*Compito da svolgere*: Restituisca senza alcuna modifica le righe di tutte le voci, omettendo le immagini.

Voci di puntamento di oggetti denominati
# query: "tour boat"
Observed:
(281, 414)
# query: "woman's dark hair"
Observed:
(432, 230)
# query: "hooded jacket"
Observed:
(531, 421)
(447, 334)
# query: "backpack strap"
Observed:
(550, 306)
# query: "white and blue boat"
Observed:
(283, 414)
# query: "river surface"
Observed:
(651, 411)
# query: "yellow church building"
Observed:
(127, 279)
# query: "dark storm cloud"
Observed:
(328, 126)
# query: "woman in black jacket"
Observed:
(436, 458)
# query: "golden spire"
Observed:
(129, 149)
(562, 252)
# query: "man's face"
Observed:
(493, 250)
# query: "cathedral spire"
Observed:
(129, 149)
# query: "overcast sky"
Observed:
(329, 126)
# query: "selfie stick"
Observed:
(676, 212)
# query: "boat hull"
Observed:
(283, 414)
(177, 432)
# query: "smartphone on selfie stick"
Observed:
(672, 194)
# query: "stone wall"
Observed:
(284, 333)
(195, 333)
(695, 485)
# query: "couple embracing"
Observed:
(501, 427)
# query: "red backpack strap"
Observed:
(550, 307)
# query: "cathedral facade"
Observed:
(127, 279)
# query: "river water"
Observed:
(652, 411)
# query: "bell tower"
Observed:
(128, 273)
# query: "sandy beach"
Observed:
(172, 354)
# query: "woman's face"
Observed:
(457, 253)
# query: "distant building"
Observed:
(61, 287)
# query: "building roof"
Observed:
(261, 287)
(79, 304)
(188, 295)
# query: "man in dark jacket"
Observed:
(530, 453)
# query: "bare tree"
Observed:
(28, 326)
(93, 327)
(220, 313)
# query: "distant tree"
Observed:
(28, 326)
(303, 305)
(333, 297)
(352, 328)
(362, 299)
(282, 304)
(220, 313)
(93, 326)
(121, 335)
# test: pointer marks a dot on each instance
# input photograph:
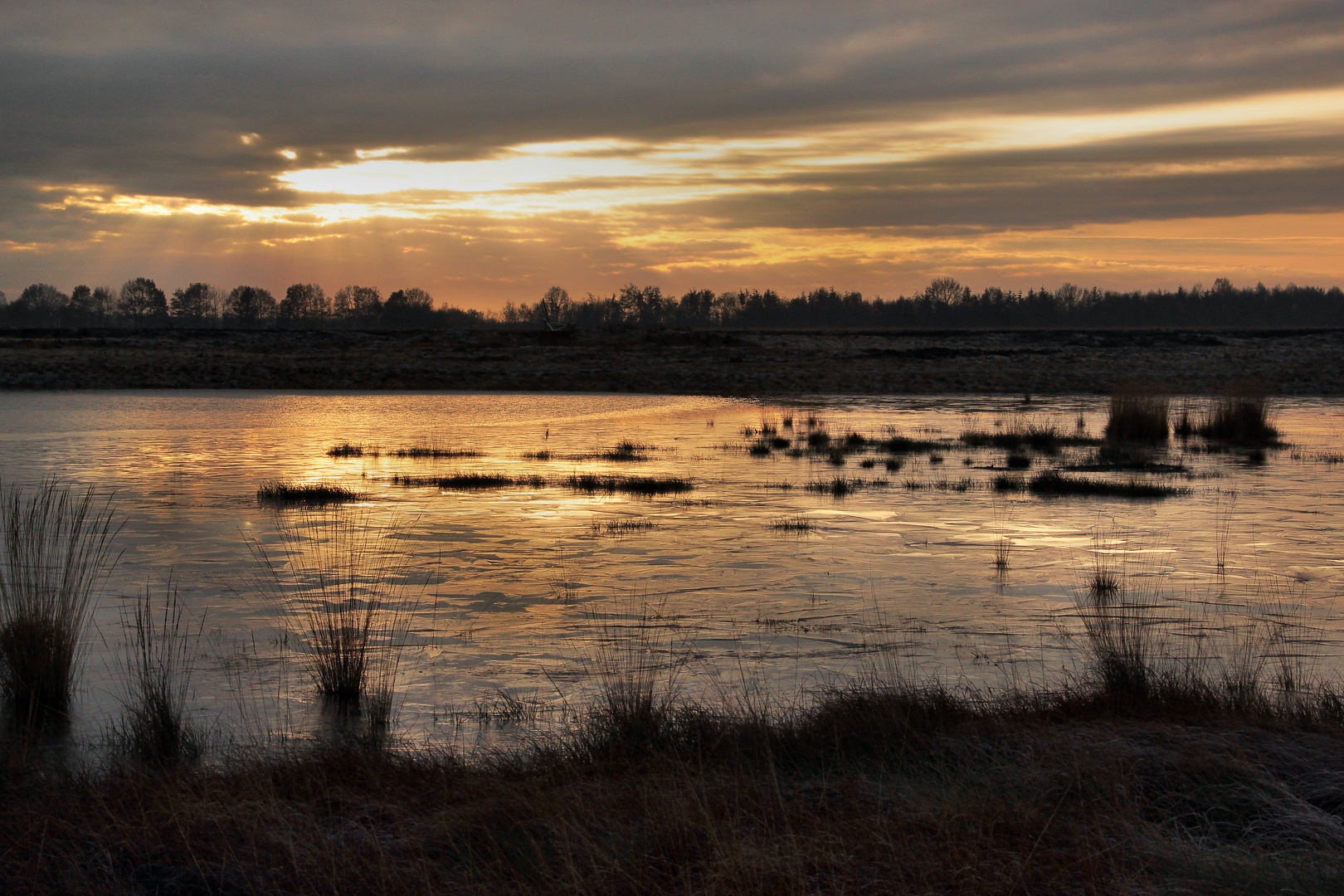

*La risposta*:
# query: "tour boat"
Observed:
(281, 414)
# query: "woman's dark hair"
Observed:
(432, 230)
# query: "hooded jacket"
Observed:
(531, 421)
(447, 334)
# query: "backpack strap"
Observed:
(550, 306)
# query: "white and blue boat"
Observed:
(283, 414)
# query: "river surface"
Observed:
(651, 411)
# query: "yellow church building"
Observed:
(127, 279)
# query: "dark storm cloud"
Observed:
(328, 126)
# query: "woman in black jacket"
Observed:
(436, 458)
# query: "golden spire"
Observed:
(129, 149)
(562, 252)
# query: "man's face"
Observed:
(493, 250)
# query: "cathedral spire"
Observed:
(129, 149)
# query: "overcast sky"
Observed:
(329, 126)
# query: "selfie stick"
Observed:
(676, 212)
# query: "boat hull"
Observed:
(283, 414)
(177, 432)
# query: "smartphone on selfie stick"
Observed:
(672, 194)
# query: "stone wall"
Observed:
(284, 333)
(195, 333)
(695, 485)
# query: "couple embracing"
Observed:
(501, 427)
# query: "red backpack strap"
Observed:
(550, 307)
# query: "cathedral facade"
Observed:
(127, 279)
# query: "river water"
Observed:
(652, 411)
# query: "bell tower"
Observed:
(128, 273)
# query: "sandy beach"
Observed:
(172, 354)
# query: "woman's face"
Observed:
(457, 253)
# query: "distant building"
Observed:
(61, 287)
# query: "building roof"
Observed:
(261, 287)
(79, 304)
(188, 295)
# query: "man in dark jacket"
Observed:
(530, 453)
# query: "bare tree"
Observed:
(28, 326)
(93, 327)
(220, 313)
# query: "distant tree"
Observed:
(28, 326)
(303, 305)
(333, 297)
(352, 328)
(362, 299)
(282, 304)
(220, 313)
(93, 326)
(121, 335)
# test: pointer marks a dot on each instance
# input photograph:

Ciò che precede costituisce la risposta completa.